The lines wanted are those in the data below that include "tray".
'''
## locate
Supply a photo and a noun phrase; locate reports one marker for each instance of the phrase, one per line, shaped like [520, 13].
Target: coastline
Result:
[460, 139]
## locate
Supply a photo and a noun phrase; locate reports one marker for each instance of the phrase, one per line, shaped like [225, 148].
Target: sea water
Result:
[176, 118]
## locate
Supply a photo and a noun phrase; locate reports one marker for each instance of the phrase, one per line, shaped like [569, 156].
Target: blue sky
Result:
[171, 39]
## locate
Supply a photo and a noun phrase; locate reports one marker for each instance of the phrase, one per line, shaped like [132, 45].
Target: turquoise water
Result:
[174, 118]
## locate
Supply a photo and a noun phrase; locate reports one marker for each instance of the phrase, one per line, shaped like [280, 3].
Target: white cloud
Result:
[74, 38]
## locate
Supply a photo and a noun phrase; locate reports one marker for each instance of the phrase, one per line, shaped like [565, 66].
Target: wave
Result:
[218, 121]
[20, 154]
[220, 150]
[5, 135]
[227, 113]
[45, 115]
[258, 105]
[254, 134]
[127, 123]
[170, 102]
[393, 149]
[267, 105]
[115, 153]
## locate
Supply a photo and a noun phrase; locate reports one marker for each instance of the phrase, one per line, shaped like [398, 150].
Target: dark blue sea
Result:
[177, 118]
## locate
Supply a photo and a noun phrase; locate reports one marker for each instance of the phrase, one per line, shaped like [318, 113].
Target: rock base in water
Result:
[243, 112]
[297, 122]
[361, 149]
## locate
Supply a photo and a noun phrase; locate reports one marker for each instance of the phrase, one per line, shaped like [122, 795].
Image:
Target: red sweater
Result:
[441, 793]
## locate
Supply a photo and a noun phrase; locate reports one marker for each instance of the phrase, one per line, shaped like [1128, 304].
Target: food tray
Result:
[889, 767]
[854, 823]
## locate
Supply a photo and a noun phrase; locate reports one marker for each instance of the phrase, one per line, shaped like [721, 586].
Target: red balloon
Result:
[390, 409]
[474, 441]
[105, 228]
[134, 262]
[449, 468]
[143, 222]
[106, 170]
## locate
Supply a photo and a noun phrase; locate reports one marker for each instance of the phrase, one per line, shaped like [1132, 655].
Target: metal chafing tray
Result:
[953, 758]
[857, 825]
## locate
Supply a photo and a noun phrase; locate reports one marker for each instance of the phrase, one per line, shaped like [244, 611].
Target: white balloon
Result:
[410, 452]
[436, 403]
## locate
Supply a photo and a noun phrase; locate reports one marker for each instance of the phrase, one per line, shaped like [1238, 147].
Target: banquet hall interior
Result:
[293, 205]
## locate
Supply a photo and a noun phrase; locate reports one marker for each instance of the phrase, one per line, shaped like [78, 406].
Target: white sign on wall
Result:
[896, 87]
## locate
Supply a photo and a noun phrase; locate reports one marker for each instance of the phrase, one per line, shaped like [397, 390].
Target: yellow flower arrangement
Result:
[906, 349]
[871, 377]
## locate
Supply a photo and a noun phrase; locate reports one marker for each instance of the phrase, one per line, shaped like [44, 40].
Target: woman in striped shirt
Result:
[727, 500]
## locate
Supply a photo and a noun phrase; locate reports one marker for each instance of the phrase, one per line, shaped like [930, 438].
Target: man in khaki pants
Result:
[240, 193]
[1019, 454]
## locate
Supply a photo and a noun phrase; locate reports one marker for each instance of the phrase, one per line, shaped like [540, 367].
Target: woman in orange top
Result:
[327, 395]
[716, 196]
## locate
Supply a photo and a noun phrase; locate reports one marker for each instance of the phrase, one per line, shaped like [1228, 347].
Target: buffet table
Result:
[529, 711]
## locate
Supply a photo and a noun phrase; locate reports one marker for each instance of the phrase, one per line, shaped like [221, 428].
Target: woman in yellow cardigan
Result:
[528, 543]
'''
▸ **Exercise output**
Target: food tray
Target: metal chafing tray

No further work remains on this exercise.